> **GIVEN REQUEST**
Locate every line in the data below that contains the word "potted" and copy each of those lines. Case matters.

↓

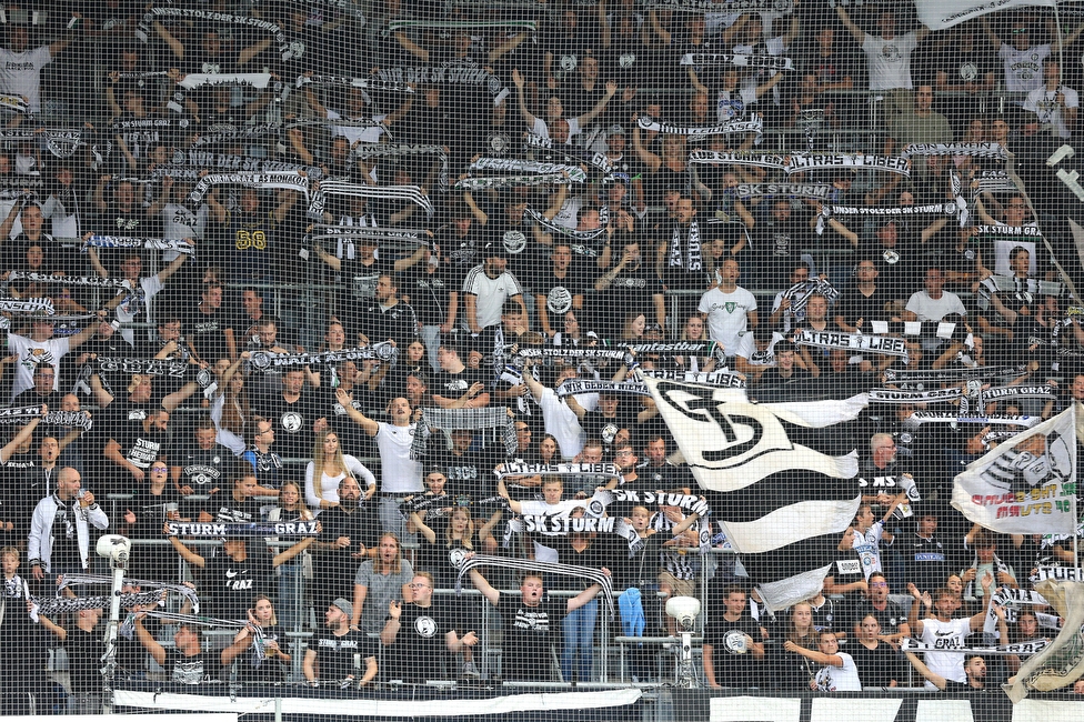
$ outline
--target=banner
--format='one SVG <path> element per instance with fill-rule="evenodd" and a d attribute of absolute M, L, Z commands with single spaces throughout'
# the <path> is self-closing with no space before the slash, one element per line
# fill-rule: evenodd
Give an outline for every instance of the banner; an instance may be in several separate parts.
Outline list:
<path fill-rule="evenodd" d="M 1010 8 L 1055 4 L 1055 0 L 915 0 L 919 21 L 931 30 L 944 30 Z"/>
<path fill-rule="evenodd" d="M 1084 675 L 1084 584 L 1045 580 L 1035 591 L 1050 600 L 1064 622 L 1053 643 L 1025 660 L 1016 676 L 1010 678 L 1005 692 L 1014 703 L 1032 690 L 1060 690 Z"/>
<path fill-rule="evenodd" d="M 851 422 L 866 398 L 751 403 L 742 391 L 641 378 L 767 606 L 815 594 L 859 508 Z"/>
<path fill-rule="evenodd" d="M 1078 402 L 996 447 L 956 475 L 952 505 L 1003 534 L 1076 530 Z"/>

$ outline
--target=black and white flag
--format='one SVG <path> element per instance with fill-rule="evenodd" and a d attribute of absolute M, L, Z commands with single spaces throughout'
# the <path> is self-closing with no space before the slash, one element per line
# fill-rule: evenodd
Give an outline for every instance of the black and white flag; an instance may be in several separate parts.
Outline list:
<path fill-rule="evenodd" d="M 740 390 L 643 381 L 769 608 L 815 594 L 859 508 L 850 422 L 865 397 L 750 403 Z"/>

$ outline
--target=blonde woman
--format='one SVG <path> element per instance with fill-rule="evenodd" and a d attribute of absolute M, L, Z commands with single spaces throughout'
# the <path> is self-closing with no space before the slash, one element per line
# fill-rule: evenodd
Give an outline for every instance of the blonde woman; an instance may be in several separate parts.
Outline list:
<path fill-rule="evenodd" d="M 370 499 L 377 491 L 377 478 L 372 472 L 357 458 L 342 453 L 338 433 L 324 431 L 317 437 L 312 461 L 305 468 L 305 501 L 314 513 L 339 505 L 339 482 L 347 477 L 352 477 L 359 484 L 364 481 L 363 499 Z"/>

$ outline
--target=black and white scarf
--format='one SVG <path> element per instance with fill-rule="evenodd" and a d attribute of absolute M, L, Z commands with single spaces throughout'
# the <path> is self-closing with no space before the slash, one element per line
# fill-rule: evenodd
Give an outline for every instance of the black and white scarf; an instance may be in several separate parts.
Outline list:
<path fill-rule="evenodd" d="M 606 602 L 606 609 L 610 612 L 610 616 L 613 618 L 613 584 L 610 581 L 610 575 L 603 573 L 601 569 L 576 566 L 574 564 L 542 562 L 532 559 L 514 559 L 509 556 L 475 554 L 470 559 L 463 560 L 462 565 L 459 568 L 459 576 L 455 579 L 456 593 L 463 589 L 463 576 L 475 566 L 500 566 L 502 569 L 516 569 L 528 573 L 562 574 L 564 576 L 585 579 L 592 584 L 598 584 L 602 588 L 602 595 Z"/>
<path fill-rule="evenodd" d="M 152 34 L 151 27 L 155 22 L 162 20 L 193 20 L 198 21 L 197 24 L 203 24 L 208 22 L 213 22 L 217 24 L 228 24 L 234 26 L 235 30 L 242 30 L 245 28 L 262 30 L 263 32 L 271 36 L 275 42 L 279 43 L 279 57 L 282 60 L 292 60 L 294 54 L 300 50 L 303 52 L 302 48 L 299 48 L 299 43 L 291 43 L 290 39 L 282 31 L 279 26 L 268 20 L 262 20 L 260 18 L 249 18 L 245 16 L 234 16 L 227 12 L 214 12 L 211 10 L 199 10 L 195 8 L 151 8 L 143 14 L 143 19 L 140 21 L 139 26 L 136 28 L 136 37 L 140 42 L 145 43 L 149 36 Z"/>
<path fill-rule="evenodd" d="M 411 459 L 422 459 L 428 453 L 430 429 L 444 433 L 449 449 L 452 448 L 451 432 L 455 429 L 500 429 L 501 441 L 504 442 L 506 453 L 514 453 L 518 445 L 515 424 L 504 407 L 492 409 L 424 409 L 422 410 L 422 423 L 419 427 L 422 428 L 414 433 L 414 441 L 410 448 Z"/>
<path fill-rule="evenodd" d="M 83 253 L 87 249 L 94 248 L 141 248 L 148 251 L 177 251 L 185 255 L 193 255 L 195 247 L 184 239 L 167 238 L 133 238 L 128 235 L 91 235 L 83 241 L 80 249 Z"/>
<path fill-rule="evenodd" d="M 534 210 L 533 208 L 526 209 L 524 211 L 524 215 L 526 215 L 528 218 L 536 222 L 539 225 L 544 228 L 550 233 L 556 233 L 559 235 L 563 235 L 566 238 L 573 238 L 576 239 L 578 241 L 591 241 L 599 238 L 600 235 L 606 232 L 606 227 L 610 224 L 609 205 L 599 207 L 599 228 L 591 231 L 578 231 L 575 229 L 566 228 L 564 225 L 558 225 L 556 223 L 548 219 L 545 214 Z"/>
<path fill-rule="evenodd" d="M 700 271 L 703 269 L 703 259 L 700 252 L 700 223 L 694 219 L 689 223 L 689 232 L 683 233 L 682 231 L 681 223 L 674 223 L 674 230 L 670 237 L 670 258 L 666 265 L 687 272 Z"/>

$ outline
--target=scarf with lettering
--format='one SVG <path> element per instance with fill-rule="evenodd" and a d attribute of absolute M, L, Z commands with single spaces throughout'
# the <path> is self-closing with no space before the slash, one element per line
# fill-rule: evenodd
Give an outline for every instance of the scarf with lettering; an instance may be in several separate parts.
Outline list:
<path fill-rule="evenodd" d="M 502 569 L 515 569 L 531 574 L 561 574 L 564 576 L 576 576 L 585 579 L 592 584 L 602 588 L 602 595 L 606 602 L 606 610 L 613 618 L 613 584 L 610 575 L 603 573 L 601 569 L 591 566 L 578 566 L 575 564 L 558 564 L 554 562 L 541 562 L 531 559 L 514 559 L 509 556 L 490 556 L 489 554 L 474 554 L 470 559 L 463 560 L 459 568 L 459 576 L 455 579 L 455 592 L 460 593 L 463 589 L 463 576 L 475 566 L 500 566 Z"/>
<path fill-rule="evenodd" d="M 143 13 L 143 19 L 140 20 L 139 26 L 136 28 L 136 37 L 139 41 L 145 44 L 148 37 L 153 34 L 151 27 L 162 20 L 198 21 L 195 24 L 228 24 L 234 26 L 234 30 L 238 31 L 245 28 L 262 30 L 279 43 L 279 57 L 284 61 L 292 60 L 299 50 L 303 52 L 303 49 L 299 47 L 300 43 L 291 43 L 290 38 L 273 22 L 260 18 L 234 16 L 195 8 L 151 8 Z"/>
<path fill-rule="evenodd" d="M 504 442 L 504 451 L 514 453 L 516 448 L 515 424 L 504 407 L 481 408 L 481 409 L 424 409 L 422 411 L 422 423 L 414 433 L 414 441 L 410 448 L 411 459 L 423 459 L 429 449 L 430 430 L 441 431 L 448 443 L 452 448 L 452 431 L 456 429 L 470 429 L 472 431 L 481 429 L 500 429 L 501 441 Z"/>
<path fill-rule="evenodd" d="M 194 255 L 195 247 L 183 239 L 165 238 L 132 238 L 128 235 L 91 235 L 83 241 L 80 249 L 94 248 L 141 248 L 148 251 L 177 251 L 185 255 Z"/>
<path fill-rule="evenodd" d="M 700 223 L 693 220 L 689 223 L 687 234 L 682 231 L 681 223 L 674 223 L 674 231 L 670 237 L 670 258 L 666 265 L 682 271 L 700 271 L 703 269 L 703 259 L 700 254 Z"/>
<path fill-rule="evenodd" d="M 749 57 L 749 56 L 740 56 Z M 642 117 L 638 124 L 644 130 L 654 130 L 670 136 L 687 136 L 693 139 L 702 139 L 707 136 L 724 136 L 730 133 L 756 133 L 753 142 L 760 146 L 764 134 L 764 120 L 754 114 L 750 120 L 732 120 L 716 126 L 672 126 L 663 123 L 648 116 Z"/>
<path fill-rule="evenodd" d="M 610 207 L 600 205 L 599 207 L 599 228 L 591 231 L 578 231 L 575 229 L 566 228 L 564 225 L 558 225 L 550 219 L 548 219 L 543 213 L 529 208 L 524 211 L 524 214 L 536 222 L 539 225 L 544 228 L 550 233 L 556 233 L 565 238 L 573 238 L 578 241 L 591 241 L 603 233 L 606 232 L 606 227 L 610 224 Z"/>

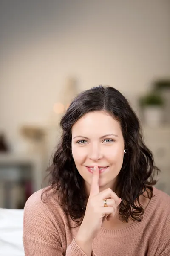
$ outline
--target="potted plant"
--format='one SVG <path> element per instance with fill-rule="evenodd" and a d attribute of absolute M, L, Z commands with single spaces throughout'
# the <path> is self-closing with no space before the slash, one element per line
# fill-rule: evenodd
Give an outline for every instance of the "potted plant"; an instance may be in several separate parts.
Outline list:
<path fill-rule="evenodd" d="M 156 92 L 151 92 L 141 97 L 139 104 L 143 110 L 144 121 L 147 125 L 156 126 L 162 123 L 164 101 Z"/>

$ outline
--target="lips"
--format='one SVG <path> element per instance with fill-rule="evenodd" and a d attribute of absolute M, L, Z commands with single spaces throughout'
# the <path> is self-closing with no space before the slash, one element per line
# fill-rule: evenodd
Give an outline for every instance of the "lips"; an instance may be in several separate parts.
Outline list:
<path fill-rule="evenodd" d="M 91 169 L 94 168 L 94 166 L 86 166 L 86 168 L 87 168 L 88 170 L 88 172 L 91 172 L 91 173 L 93 173 L 93 170 Z M 102 169 L 101 169 L 100 170 L 99 169 L 99 173 L 102 173 L 102 172 L 105 172 L 107 169 L 107 168 L 108 168 L 108 166 L 105 166 L 104 167 L 103 167 L 103 166 L 98 166 L 98 168 L 99 168 L 99 169 L 102 168 Z"/>

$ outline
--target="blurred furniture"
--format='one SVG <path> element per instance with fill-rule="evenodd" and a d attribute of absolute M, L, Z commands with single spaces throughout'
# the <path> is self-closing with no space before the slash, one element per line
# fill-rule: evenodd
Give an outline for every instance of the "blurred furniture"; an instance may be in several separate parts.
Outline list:
<path fill-rule="evenodd" d="M 154 128 L 144 126 L 143 130 L 145 143 L 161 171 L 155 186 L 170 195 L 170 125 Z"/>
<path fill-rule="evenodd" d="M 0 154 L 0 207 L 23 209 L 28 198 L 41 188 L 40 155 Z"/>
<path fill-rule="evenodd" d="M 24 256 L 23 213 L 0 208 L 0 256 Z"/>

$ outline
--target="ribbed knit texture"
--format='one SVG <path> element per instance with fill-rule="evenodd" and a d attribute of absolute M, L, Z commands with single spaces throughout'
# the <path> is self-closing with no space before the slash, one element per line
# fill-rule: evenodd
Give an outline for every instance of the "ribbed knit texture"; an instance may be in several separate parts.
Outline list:
<path fill-rule="evenodd" d="M 32 195 L 24 209 L 26 256 L 86 256 L 76 244 L 79 227 L 64 212 L 52 191 Z M 153 188 L 141 222 L 119 230 L 101 227 L 93 244 L 94 256 L 170 256 L 170 197 Z"/>

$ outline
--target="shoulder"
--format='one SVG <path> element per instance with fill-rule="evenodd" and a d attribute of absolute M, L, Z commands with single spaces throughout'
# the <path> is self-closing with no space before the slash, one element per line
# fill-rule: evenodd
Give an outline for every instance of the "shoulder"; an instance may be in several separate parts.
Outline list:
<path fill-rule="evenodd" d="M 167 221 L 170 223 L 170 196 L 153 187 L 153 196 L 146 210 L 147 215 L 157 225 L 162 226 Z"/>
<path fill-rule="evenodd" d="M 42 239 L 42 234 L 59 236 L 68 222 L 58 200 L 58 193 L 48 187 L 35 192 L 24 207 L 23 233 L 29 237 Z"/>
<path fill-rule="evenodd" d="M 42 189 L 32 195 L 28 199 L 24 207 L 24 212 L 38 212 L 40 210 L 62 211 L 59 203 L 58 194 L 50 187 Z"/>
<path fill-rule="evenodd" d="M 170 209 L 170 196 L 163 191 L 153 187 L 153 196 L 155 197 L 159 206 L 164 209 Z"/>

↑

> **ANSWER TO THE PROBLEM**
--target="potted plant"
Give an outline for every instance of the "potted plant"; an instance may be in several separate parts.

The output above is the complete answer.